Task details –
Could you update the listing below by replacing "chamomile flower" with "daisy" and leaving every other line unchanged?

Source records –
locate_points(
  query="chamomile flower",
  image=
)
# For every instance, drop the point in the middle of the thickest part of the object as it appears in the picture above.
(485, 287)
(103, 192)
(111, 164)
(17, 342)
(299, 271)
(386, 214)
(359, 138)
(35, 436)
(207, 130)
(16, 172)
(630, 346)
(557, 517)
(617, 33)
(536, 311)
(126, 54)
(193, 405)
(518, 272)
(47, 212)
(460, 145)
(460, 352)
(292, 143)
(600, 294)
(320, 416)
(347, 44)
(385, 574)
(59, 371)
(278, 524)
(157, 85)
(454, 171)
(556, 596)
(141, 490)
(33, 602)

Written solution –
locate_points(
  query="daisy",
  image=
)
# For every instance, drop the point in the middle of the thickest part of the object as it appears in the picture above.
(485, 287)
(103, 192)
(111, 164)
(17, 342)
(299, 271)
(386, 214)
(359, 138)
(35, 436)
(207, 130)
(16, 172)
(630, 346)
(557, 517)
(617, 33)
(536, 311)
(126, 54)
(193, 405)
(518, 272)
(47, 212)
(460, 145)
(460, 352)
(292, 143)
(600, 294)
(320, 416)
(347, 44)
(385, 574)
(59, 371)
(278, 524)
(157, 85)
(454, 171)
(556, 596)
(141, 490)
(33, 602)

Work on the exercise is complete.